**O que se pede:** Devolva todas as linhas abaixo que contenham a palavra "mask", diferenciando maiúsculas de minúsculas.

**Dados de entrada:**
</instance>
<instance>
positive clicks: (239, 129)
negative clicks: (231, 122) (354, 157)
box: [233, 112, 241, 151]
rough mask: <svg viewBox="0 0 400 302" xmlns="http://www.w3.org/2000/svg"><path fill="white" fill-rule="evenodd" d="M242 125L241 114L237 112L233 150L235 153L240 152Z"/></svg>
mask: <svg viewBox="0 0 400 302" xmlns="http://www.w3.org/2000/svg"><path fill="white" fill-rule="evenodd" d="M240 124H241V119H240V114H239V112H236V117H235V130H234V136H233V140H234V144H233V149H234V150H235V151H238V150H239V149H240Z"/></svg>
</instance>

**Solução da tarefa:**
rough mask: <svg viewBox="0 0 400 302" xmlns="http://www.w3.org/2000/svg"><path fill="white" fill-rule="evenodd" d="M242 125L241 114L237 112L233 150L235 153L240 152Z"/></svg>
mask: <svg viewBox="0 0 400 302" xmlns="http://www.w3.org/2000/svg"><path fill="white" fill-rule="evenodd" d="M240 124H241V119H240V114H239V112H236V117H235V130H234V136H233V140H234V144H233V149H234V150H235V151H238V150H239V149H240Z"/></svg>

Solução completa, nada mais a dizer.